Task statement — Would you restate, exactly as they appear, the lines from the one containing "Hey, I was wondering if you could locate the thumb" through the end of the data below?

---- Information supplied

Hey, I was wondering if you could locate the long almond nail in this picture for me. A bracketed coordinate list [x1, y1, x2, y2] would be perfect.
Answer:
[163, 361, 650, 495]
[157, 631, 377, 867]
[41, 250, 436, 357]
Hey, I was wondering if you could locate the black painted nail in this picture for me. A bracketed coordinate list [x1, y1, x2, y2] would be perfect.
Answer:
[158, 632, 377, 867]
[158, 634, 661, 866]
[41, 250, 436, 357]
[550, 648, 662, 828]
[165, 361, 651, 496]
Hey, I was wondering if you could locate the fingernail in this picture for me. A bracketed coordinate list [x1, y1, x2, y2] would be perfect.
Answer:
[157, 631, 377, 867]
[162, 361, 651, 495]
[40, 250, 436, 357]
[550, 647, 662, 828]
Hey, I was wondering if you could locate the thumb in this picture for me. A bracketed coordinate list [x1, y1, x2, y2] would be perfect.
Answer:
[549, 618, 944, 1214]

--------

Output for this task —
Hey, I was wondering if you could locate the thumb in this picture for me. A bracketed coordinate list [x1, y1, x2, y2] would be perfect.
Answer:
[549, 618, 944, 1214]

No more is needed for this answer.